So how did you increase your quality and yield?

"That's the hassle," he said.

"Take the fat off the outside of the meat and put it on the inside."

Dr McGilchrist is a big believer in carcase feedback and in proving so, was one of the creators of the Meat Standards Australia (MSA) index.

"Years ago, producers got all the individual carcase feedback - marbling, rib fat, carcase weight, ossification score, hump height, for example - and they had to be a scientist to work out which carcase was better than the other one," he said.

"We needed one number for each carcase to indicate quality.

"[We had to work out] how we used all of those carcase measures to predict the MSA quality of lots of different cuts and the answer was actually simply saying 'why don't we just add up the scores of all those different cuts and average them out across the carcase', and then you get your average carcase score."


He said it was now a very balanced index that weighted the importance of each cut based on the proportion of muscle compared to the weight of all other muscles.

### [Data for review]
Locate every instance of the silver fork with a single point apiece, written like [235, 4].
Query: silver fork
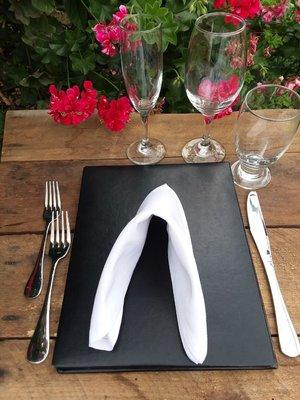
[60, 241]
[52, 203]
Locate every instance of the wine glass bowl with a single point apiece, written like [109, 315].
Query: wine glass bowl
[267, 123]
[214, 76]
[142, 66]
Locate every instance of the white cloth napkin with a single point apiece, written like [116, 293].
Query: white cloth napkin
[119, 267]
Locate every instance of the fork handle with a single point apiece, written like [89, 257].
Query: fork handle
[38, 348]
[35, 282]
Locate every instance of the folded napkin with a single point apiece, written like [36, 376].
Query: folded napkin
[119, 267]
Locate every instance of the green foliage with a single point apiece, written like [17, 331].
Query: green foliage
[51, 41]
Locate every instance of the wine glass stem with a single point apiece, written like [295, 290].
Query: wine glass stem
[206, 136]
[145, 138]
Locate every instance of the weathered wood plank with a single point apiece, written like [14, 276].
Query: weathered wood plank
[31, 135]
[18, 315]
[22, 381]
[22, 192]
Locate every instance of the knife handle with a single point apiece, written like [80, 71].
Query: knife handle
==
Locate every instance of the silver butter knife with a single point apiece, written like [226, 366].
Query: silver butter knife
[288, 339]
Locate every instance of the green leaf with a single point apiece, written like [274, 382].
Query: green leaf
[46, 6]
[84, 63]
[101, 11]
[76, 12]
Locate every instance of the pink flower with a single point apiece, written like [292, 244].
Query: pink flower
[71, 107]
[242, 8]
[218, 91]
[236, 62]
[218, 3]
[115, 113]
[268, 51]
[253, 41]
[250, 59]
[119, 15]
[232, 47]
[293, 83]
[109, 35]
...
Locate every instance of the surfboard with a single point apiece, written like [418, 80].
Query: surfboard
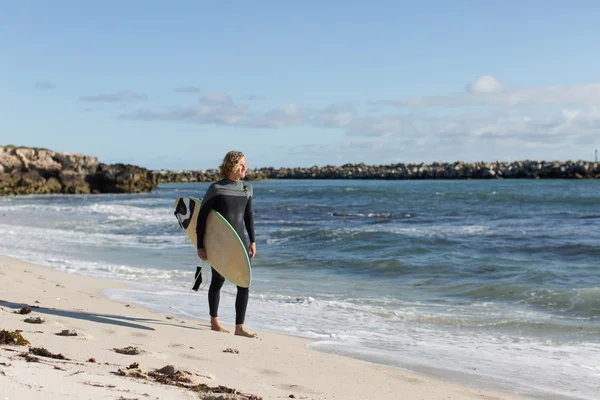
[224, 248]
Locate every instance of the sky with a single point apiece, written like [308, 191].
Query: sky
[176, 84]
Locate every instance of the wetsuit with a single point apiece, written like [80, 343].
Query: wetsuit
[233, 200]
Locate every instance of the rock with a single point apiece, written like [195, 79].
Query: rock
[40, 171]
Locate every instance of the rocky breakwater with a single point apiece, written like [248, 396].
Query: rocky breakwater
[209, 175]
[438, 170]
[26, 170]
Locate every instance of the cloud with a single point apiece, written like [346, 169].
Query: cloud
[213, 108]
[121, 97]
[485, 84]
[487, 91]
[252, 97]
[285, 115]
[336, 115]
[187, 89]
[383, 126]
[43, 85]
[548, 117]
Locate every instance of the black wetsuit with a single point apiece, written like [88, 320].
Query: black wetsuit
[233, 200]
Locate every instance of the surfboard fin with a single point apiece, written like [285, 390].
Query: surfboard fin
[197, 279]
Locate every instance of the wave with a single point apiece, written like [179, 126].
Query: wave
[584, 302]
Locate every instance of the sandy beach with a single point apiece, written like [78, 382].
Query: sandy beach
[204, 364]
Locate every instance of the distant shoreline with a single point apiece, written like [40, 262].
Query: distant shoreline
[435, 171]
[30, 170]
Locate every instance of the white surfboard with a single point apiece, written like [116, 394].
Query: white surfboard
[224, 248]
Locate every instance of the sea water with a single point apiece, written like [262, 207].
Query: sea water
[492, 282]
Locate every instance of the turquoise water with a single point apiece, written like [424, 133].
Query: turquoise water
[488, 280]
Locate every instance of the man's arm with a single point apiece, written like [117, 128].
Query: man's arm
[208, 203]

### [Your goal]
From the text on the Meat Standards Australia index, write out the passage starting at "So how did you" and ending at "to indicate quality.".

### [Answer to the exercise]
So how did you increase your quality and yield?

"That's the hassle," he said.

"Take the fat off the outside of the meat and put it on the inside."

Dr McGilchrist is a big believer in carcase feedback and in proving so, was one of the creators of the Meat Standards Australia (MSA) index.

"Years ago, producers got all the individual carcase feedback - marbling, rib fat, carcase weight, ossification score, hump height, for example - and they had to be a scientist to work out which carcase was better than the other one," he said.

"We needed one number for each carcase to indicate quality.